= Beginning of Section =

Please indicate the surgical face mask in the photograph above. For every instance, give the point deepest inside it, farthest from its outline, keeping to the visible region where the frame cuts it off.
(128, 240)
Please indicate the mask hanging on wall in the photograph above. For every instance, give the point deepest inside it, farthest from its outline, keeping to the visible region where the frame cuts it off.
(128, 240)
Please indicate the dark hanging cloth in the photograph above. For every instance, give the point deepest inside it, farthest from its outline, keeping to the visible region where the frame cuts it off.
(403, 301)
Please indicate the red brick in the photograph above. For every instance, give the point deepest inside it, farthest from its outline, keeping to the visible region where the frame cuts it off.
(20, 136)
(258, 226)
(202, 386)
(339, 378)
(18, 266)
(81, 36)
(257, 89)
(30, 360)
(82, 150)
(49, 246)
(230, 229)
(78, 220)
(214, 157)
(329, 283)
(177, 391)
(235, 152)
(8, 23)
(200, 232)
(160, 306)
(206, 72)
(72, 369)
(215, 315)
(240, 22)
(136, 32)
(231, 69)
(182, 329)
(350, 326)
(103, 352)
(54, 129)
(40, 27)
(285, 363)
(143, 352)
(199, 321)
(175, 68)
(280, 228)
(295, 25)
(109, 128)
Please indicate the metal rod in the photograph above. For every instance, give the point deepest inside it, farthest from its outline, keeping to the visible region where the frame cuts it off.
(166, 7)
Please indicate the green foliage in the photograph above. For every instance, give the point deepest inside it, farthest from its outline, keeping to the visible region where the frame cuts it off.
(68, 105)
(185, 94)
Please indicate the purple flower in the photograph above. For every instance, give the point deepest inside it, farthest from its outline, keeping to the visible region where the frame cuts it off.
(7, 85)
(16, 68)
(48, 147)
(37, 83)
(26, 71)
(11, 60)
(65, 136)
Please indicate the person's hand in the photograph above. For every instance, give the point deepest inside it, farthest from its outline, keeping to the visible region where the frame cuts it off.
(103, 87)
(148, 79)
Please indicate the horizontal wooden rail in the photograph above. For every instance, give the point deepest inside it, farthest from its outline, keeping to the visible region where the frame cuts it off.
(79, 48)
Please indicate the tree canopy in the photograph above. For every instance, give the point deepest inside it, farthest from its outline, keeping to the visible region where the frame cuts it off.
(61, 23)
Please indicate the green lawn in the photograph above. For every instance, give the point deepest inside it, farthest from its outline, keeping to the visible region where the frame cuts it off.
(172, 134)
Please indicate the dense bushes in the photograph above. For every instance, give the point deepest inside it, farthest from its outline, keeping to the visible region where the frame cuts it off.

= End of Section =

__WORK INSTRUCTION__: An exact copy of the listing is the goal. Transcribe it in full.

__RESULT OF THE EXERCISE__:
Please indicate the surgical face mask in the photograph above. For every instance, give the point deepest inside it, farthest from its outline, keeping to the visible region where the frame cuts it off.
(128, 240)
Please indicate the mask hanging on wall in the photograph above. For every instance, give the point deepest inside it, farthest from its outline, keeping to the visible region where the frame cuts it off.
(128, 240)
Please indicate the dark hanging cloth in the photograph above. For every instance, give the point deepest inside it, farthest from its outline, keeping to the visible region where the frame cuts it off.
(403, 301)
Please indicate the red brick in the photograph above. For every instance, give the point deepest inside it, farthest from its outline, keeping to the visible region where the frame cuts it off.
(20, 136)
(258, 226)
(202, 386)
(339, 378)
(18, 266)
(81, 36)
(257, 89)
(30, 360)
(82, 150)
(49, 246)
(230, 229)
(78, 220)
(214, 157)
(329, 283)
(177, 391)
(235, 152)
(8, 23)
(200, 232)
(160, 306)
(206, 72)
(72, 369)
(215, 315)
(240, 22)
(136, 32)
(231, 69)
(182, 329)
(350, 326)
(103, 352)
(54, 129)
(40, 27)
(285, 363)
(143, 352)
(199, 321)
(175, 68)
(280, 228)
(295, 25)
(109, 128)
Please indicate the metal rod in the photograph above. For every instance, give the point deepest inside it, farthest from its outline, keeping to the visible region where the frame cuts it off.
(166, 7)
Please indicate the green foliage in the photograph above. For every instance, give the point deepest inside it, farthest from its outline, keeping to the visible region where the frame cuts it off.
(68, 105)
(185, 94)
Please indicate the purple flower in the photograph above. For every instance, give the point deepest inside it, farthest from its outline, keeping to the visible region where the frame cuts it off.
(7, 85)
(16, 68)
(48, 147)
(37, 83)
(26, 71)
(11, 60)
(65, 136)
Please indicate the person's hand in the photograph above. For every instance, give the point deepest inside it, farthest from its outline, keeping to the visible region where the frame cuts it off.
(103, 87)
(148, 79)
Please indicate the horizontal wooden rail in the photograph above. For every instance, give the point deepest inside it, farthest from its outline, keeping to the visible region where the frame cuts it off.
(79, 48)
Please indicate the tree canopy in the photograph above. For every instance, give the point deepest inside it, farthest from its outline, keeping to the visible region where the frame cuts it off.
(61, 23)
Please indicate the green lawn in the photograph above. For every instance, give the point deepest inside it, farthest from its outline, keeping to the visible region where the frame cuts it off.
(172, 134)
Please indicate the dense bushes in the photograph above. For every instance, give the point deepest inside it, farthest from its outline, keeping to the visible region where the frame cuts it off.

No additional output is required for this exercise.